• _PARTS OF THE EXERCISE_:
a – In the orienteering overview, what colors is the control kite at each point on the course?
b – Continue the orienteering overview from its last sentence.

-- Start EXCERPT --

In its simplest and most common form, orienteering consists of navigating on foot between points on a pre-defined course drawn on a map. The aim is to navigate round all of the points in the correct order and in the fastest possible time. Attributes that make a good orienteer include running speed and strength through sometimes rough terrain, and accurate navigational skills. You will find that events tend to take place in areas of natural beauty, often forested, but also on open fellside.
The course normally consists of a series of points marked on the map. At each point there is an orange and white 'control kite' and some equipment that is used to check that you have passed through that point. To aid you in finding each point there will be a 'control description' briefly detailing what feature the control is located on.
To record your passage through the controls you use a small electronic card that you take around the course with you - these can be borrowed if you don't have your own. At each control site there is a small box which records on your card what time you passed through. After you finish you are then able to see what your total time was and how long you took for every leg of the course. Results will be displayed near to the car park, but as people running the same course do not normally start at the same time, results are not finalised until the last runner finishes. Although orienteering is a competitive sport, many people come just for the challenge of completing the course and enjoying the scenery.

-- End EXCERPT --
-- Start COLLECTED MATERIAL --

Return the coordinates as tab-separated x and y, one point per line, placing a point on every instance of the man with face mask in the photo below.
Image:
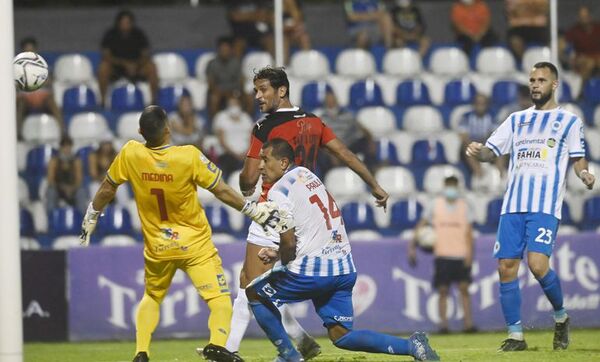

-- End COLLECTED MATERIAL --

• _TASK RESPONSES_:
a – Orange and white.

b –
The large scale maps (1:10,000 or 1:15,000) normally have the course pre-printed on waterproof paper, and are drawn especially for orienteering to show everything from large hills down to the smallest pit. One thing to be careful of when you first see the map is that white doesn't represent open fields (as on an Ordnance Survey map), but instead runnable forest. If you are not sure what a symbol means there is always a key on the map to tell you. To make things easier when using a compass the North lines on the map point to Magnetic North so there is no need to make any complicated adjustments.
Initially no specialist equipment is required. Any old clothes and trainers will do as long as you don't mind getting them a bit muddy. Long trousers are a good idea to stop your legs getting scratched or stung. As you progress you might consider investing in lightweight running trousers, studded shoes, gaiters, and (of course) a club top. At some events whistles are compulsory. All can be bought cheaply at an event or online. As you progress onto harder courses a compass will become useful, though the club will be able to lend you one to begin with.
There are many types of orienteering event. A few of the more common ones are described below.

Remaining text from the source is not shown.